→ Task description
Please retype every entry, keeping each one exactly as written.

→ Material for this exercise

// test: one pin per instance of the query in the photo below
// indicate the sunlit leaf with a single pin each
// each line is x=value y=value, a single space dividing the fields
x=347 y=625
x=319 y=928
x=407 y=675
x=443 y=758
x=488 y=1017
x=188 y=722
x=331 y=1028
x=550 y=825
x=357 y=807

→ Solution to the exercise
// test: one pin per instance of the query in the photo below
// indicate the sunlit leaf with a single pin each
// each line is x=value y=value, a single space dividing the fields
x=347 y=625
x=319 y=928
x=407 y=675
x=443 y=758
x=488 y=1017
x=188 y=722
x=331 y=1028
x=550 y=825
x=357 y=807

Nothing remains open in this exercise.